• [Brano del documento]
- - - -

Quale bisogno? Ve l’ho anticipato nel gioco “Scova l’intruso”: il “bisogno” sarebbe dipeso da dove avrebbe potuto puntare l’ago di quel fatidico 49% di presenza di Fiat nel pacchetto di controllo di Ferrari.
Ovvero la Beta Montecarlo Turbo in fieri era anche il passaggio di sponda nel ping pong con Maranello nel programma sportivo che a quel punto solo un cieco non avrebbe scorto in piena esplosione di confronto se non diretto almeno semantico e simbolico dentro al Gruppo Fiat. E come ben anticipato nella prima parte, dal 1979 al ponte di comando di Fiat arriva l’Ingegner Vittorio Ghidella, grande appassionato Lancia.
Lancia Montecarlo millequattro, Ferrari lancia la…..Millechiodi: Gruppo 5 di scontro?
Appena poche settimane dopo i primi test della Beta Montecarlo “embrione” in Galleria del Vento ad Orbassano, sempre Pininfarina presenta nel 1977 la Ferrari 308 GTB “Millechiodi”, in concetto simbolico rappresentabile – volendo – anche come laelaborazione in chiave Gruppo 5 “Silhouette” della berlinetta V8 di Maranello visto che la Gruppo 4 era già a quel punto omologata.
Sembra quasi, la “Millechiodi” voler rifare il verso al vento favorevole spirato dal Gruppo 5 FIA verso Torino, dove Chivasso aveva un prodotto “ad Hoc” nella “Montecarlo Turbo” che, dotata di un 1475 cc turbocompresso studiato e lavorato in casa, aveva in parte “rotto” quel binomio avviato con Maranello sulla Stratos.
In verità se la Montecarlo, un vero gioiellino tecnico pareva ancora di più un miracolo di lungimiranza politica oltre che una gomitata al fianco di Maranello, la “Millechiodi” sembrava quasi uno schiaffo di reazione lanciato dal Cavallino a Mirafiori: la capacità di interpretare i Regolamenti poteva essere la linea “Maginot” sulla quale entrambi i colossi (Ferrari e Lancia) sapevano eccellere.
A confronto della iconica “512 BB” Gruppo 5 Ferrari (per paragonare modelli dello stesso Gruppo Costruttore) la Montecarlo poteva apparire come una utilitaria.

- - - -

• [Materiale fornito]
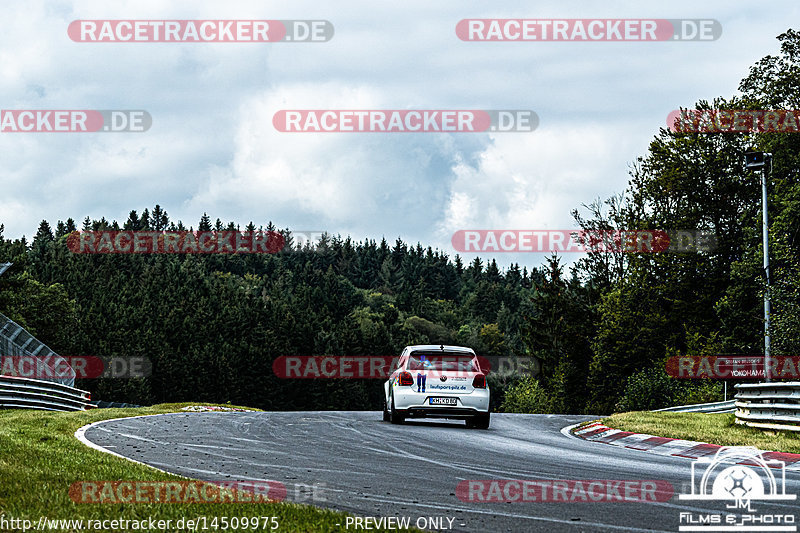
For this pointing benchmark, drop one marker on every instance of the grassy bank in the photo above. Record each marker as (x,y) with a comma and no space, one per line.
(40,458)
(713,428)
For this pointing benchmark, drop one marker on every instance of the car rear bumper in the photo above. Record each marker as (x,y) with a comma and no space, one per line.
(417,404)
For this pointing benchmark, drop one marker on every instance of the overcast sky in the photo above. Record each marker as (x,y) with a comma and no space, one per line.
(212,146)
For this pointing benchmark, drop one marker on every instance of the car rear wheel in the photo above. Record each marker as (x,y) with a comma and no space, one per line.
(396,417)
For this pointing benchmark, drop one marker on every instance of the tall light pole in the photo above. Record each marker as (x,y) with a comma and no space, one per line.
(762,162)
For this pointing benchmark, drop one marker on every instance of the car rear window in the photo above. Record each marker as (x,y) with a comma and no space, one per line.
(439,361)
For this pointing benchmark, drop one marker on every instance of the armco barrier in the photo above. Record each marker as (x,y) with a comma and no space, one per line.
(716,407)
(24,393)
(769,405)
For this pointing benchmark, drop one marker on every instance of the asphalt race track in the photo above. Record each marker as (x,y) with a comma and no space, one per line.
(372,468)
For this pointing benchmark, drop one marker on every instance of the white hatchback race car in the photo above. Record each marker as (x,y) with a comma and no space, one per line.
(437,382)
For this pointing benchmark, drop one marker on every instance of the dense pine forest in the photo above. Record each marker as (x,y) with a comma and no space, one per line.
(213,324)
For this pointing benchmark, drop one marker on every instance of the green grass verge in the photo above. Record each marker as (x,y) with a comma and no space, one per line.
(40,458)
(713,428)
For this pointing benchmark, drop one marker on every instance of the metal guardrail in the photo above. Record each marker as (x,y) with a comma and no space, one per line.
(24,393)
(769,405)
(49,366)
(714,407)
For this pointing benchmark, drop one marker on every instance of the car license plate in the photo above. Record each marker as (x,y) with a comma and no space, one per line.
(443,401)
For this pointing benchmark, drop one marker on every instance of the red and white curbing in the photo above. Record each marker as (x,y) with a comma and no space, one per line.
(597,432)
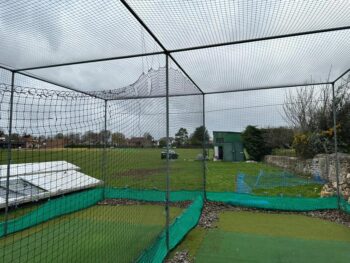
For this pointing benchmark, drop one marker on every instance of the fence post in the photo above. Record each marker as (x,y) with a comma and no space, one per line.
(167,195)
(336,144)
(9,153)
(104,151)
(204,154)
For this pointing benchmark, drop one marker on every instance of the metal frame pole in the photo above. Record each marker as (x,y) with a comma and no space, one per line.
(204,154)
(167,195)
(336,144)
(9,153)
(104,153)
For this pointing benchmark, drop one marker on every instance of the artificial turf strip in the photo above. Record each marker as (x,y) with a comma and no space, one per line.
(221,246)
(283,225)
(262,237)
(97,234)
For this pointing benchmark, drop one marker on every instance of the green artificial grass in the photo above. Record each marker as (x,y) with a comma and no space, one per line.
(264,237)
(96,234)
(142,168)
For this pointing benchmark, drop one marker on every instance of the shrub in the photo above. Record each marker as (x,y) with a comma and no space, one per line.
(307,145)
(254,143)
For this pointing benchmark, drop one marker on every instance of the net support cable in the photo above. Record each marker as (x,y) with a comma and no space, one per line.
(204,153)
(167,192)
(9,153)
(336,145)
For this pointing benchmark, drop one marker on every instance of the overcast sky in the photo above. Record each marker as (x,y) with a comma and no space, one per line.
(36,33)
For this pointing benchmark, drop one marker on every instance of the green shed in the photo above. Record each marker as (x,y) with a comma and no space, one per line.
(228,146)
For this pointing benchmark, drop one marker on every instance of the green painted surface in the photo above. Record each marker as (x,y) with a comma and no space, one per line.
(220,246)
(177,231)
(263,237)
(148,172)
(96,234)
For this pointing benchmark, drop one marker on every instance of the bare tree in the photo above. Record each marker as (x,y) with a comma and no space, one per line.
(299,108)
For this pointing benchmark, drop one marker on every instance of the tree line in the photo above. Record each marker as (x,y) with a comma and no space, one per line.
(117,139)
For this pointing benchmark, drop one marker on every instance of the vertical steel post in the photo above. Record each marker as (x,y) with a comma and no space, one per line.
(336,144)
(167,195)
(104,153)
(9,153)
(204,154)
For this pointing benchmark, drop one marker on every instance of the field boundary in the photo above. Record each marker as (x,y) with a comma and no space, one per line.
(183,224)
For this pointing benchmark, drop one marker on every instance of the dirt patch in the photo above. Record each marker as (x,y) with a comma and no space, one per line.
(210,212)
(141,172)
(116,202)
(180,257)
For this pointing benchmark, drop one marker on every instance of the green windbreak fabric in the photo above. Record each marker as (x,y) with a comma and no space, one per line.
(177,231)
(53,208)
(247,200)
(345,206)
(75,202)
(275,203)
(151,195)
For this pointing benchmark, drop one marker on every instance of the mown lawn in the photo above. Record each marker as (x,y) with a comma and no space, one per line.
(96,234)
(144,169)
(263,237)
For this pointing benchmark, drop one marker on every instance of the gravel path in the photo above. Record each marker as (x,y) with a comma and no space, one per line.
(123,201)
(211,209)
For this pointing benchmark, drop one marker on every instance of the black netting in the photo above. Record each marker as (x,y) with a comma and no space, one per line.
(181,24)
(37,34)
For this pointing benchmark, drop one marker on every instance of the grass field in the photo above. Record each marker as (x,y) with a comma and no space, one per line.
(96,234)
(143,169)
(263,237)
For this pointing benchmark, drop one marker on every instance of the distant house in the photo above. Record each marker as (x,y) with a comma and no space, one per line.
(29,142)
(55,143)
(140,142)
(228,146)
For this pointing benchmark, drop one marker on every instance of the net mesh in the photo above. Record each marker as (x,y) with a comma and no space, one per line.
(109,147)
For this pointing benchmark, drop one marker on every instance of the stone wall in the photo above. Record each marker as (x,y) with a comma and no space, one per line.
(322,165)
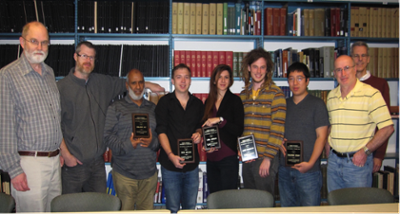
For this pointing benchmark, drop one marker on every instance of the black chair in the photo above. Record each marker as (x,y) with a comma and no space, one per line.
(84,202)
(7,203)
(243,198)
(359,195)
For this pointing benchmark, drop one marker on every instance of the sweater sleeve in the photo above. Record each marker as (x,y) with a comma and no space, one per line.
(277,131)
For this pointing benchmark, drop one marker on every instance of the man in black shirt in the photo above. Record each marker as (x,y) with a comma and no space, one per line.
(178,116)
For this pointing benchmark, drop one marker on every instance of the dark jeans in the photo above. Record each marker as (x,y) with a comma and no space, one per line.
(89,177)
(223,174)
(252,178)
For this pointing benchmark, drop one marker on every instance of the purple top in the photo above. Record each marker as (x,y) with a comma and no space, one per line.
(224,151)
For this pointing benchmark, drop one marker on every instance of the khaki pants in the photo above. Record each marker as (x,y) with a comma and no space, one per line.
(44,180)
(131,191)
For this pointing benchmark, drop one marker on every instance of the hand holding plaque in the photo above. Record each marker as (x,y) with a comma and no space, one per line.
(247,147)
(294,152)
(186,150)
(140,125)
(211,137)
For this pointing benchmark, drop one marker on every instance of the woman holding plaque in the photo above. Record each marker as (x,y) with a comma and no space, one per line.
(225,110)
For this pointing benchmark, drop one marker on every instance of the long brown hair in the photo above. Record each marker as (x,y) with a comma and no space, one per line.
(249,59)
(213,95)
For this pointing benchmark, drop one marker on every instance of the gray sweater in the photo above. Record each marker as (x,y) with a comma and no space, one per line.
(139,163)
(83,112)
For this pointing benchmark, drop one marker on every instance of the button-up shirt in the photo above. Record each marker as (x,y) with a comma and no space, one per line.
(30,113)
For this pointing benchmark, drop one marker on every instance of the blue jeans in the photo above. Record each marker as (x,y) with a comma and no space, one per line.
(180,188)
(342,173)
(299,189)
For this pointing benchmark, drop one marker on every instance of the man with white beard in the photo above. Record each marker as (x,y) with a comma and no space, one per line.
(134,157)
(85,97)
(30,134)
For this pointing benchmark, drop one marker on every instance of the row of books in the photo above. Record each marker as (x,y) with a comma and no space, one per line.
(114,60)
(305,22)
(376,22)
(319,60)
(123,17)
(5,183)
(57,16)
(387,179)
(384,62)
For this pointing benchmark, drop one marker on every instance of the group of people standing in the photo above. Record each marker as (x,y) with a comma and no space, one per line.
(39,116)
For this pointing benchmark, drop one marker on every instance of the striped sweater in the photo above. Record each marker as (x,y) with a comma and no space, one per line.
(264,117)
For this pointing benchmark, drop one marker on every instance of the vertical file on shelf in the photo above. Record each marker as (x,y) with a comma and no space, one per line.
(212,18)
(205,19)
(174,17)
(199,17)
(220,18)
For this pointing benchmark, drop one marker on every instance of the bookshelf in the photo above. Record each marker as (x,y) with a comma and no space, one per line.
(241,43)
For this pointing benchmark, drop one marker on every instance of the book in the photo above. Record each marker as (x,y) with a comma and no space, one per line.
(205,19)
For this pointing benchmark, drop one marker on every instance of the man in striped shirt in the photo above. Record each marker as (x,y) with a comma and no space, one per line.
(355,110)
(265,112)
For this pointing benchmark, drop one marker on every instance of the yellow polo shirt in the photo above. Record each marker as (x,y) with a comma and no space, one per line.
(354,118)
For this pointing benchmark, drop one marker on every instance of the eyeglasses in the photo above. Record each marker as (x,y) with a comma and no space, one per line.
(356,56)
(299,79)
(84,56)
(36,42)
(345,68)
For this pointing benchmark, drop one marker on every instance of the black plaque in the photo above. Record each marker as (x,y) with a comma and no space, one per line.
(247,147)
(294,152)
(186,150)
(211,137)
(140,125)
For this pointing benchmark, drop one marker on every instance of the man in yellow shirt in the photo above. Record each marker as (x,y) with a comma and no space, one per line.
(355,110)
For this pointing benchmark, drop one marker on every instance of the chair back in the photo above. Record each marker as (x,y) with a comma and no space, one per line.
(7,203)
(243,198)
(85,202)
(360,195)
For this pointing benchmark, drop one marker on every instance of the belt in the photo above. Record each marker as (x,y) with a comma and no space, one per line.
(41,154)
(343,155)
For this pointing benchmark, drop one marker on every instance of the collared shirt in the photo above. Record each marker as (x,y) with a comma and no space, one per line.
(135,163)
(264,117)
(366,76)
(30,113)
(178,123)
(354,117)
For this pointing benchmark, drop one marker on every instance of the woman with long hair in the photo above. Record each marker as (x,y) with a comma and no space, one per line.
(224,109)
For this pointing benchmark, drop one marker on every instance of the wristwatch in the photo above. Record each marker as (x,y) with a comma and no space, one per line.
(366,150)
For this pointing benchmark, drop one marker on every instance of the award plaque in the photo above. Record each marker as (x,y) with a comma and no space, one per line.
(211,137)
(294,152)
(247,147)
(186,150)
(140,125)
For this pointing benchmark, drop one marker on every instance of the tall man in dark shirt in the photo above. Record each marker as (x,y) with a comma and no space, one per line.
(30,132)
(360,54)
(178,117)
(134,158)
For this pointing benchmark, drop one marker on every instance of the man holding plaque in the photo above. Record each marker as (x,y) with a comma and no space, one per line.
(179,128)
(306,127)
(355,110)
(265,112)
(134,153)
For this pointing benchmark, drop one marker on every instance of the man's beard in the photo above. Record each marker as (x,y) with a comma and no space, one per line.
(133,95)
(36,59)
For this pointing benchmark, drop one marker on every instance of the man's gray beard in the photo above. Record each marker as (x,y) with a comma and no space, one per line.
(133,95)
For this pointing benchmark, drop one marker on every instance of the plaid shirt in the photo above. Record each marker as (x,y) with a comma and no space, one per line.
(30,113)
(264,117)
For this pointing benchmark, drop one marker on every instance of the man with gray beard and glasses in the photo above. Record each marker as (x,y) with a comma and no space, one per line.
(30,134)
(134,157)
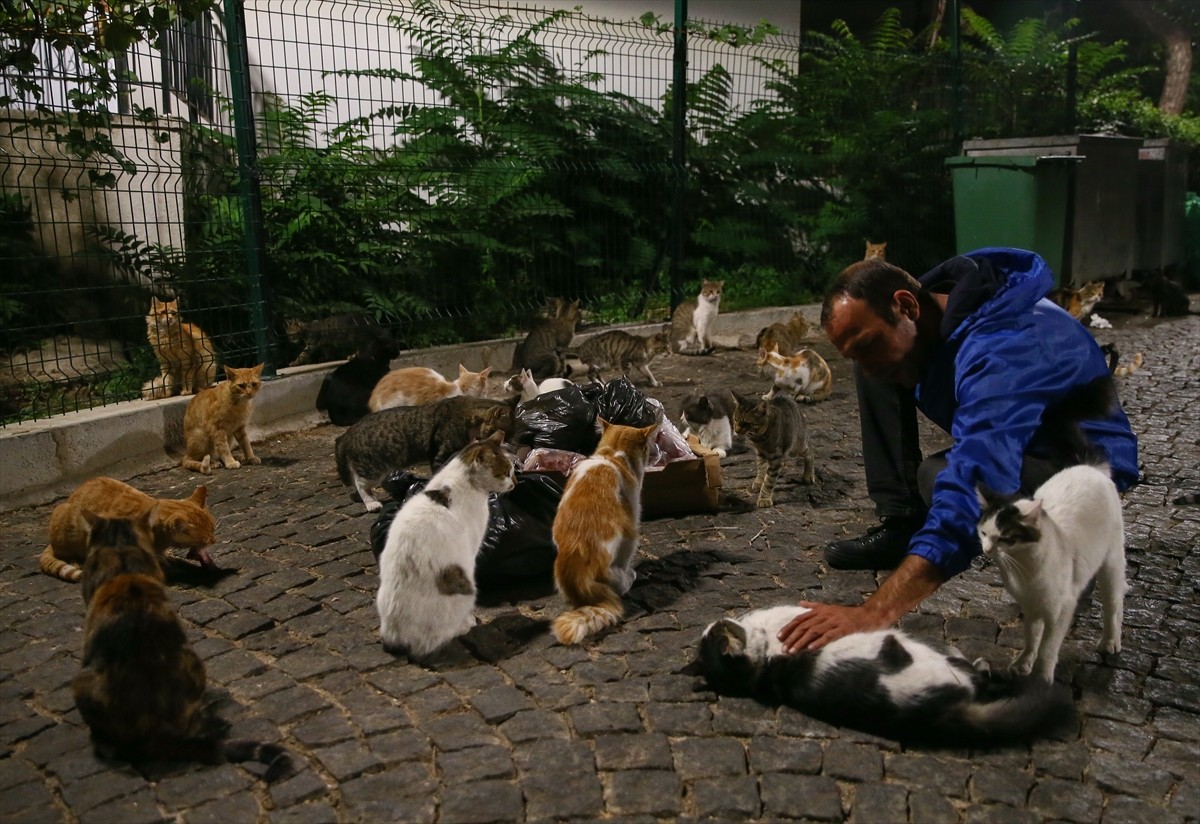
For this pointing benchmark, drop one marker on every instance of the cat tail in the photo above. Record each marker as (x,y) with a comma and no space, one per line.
(57,569)
(603,607)
(1031,709)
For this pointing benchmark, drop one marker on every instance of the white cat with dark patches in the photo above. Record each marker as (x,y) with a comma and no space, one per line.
(883,683)
(427,565)
(1048,548)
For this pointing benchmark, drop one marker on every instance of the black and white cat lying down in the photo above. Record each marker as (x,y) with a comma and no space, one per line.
(882,683)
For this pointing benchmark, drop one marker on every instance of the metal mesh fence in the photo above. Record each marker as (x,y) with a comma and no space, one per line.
(430,173)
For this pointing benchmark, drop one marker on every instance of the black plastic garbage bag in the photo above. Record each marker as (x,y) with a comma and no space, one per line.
(561,420)
(519,549)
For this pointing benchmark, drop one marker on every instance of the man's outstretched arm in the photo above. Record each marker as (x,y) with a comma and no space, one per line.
(912,582)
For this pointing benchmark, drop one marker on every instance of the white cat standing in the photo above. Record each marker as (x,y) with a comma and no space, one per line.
(1048,548)
(427,566)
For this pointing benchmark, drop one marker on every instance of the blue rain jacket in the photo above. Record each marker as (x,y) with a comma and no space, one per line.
(1007,353)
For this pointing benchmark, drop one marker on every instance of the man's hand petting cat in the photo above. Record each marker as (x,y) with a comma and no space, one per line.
(827,623)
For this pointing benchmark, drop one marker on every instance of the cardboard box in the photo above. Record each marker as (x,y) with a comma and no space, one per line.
(681,487)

- - - -

Puoi trascrivere parola per parola il brano sulla Lancia Montecarlo e la Ferrari Millechiodi, da "A confronto della" a "come una utilitaria."?

A confronto della iconica “512 BB” Gruppo 5 Ferrari (per paragonare modelli dello stesso Gruppo Costruttore) la Montecarlo poteva apparire come una utilitaria.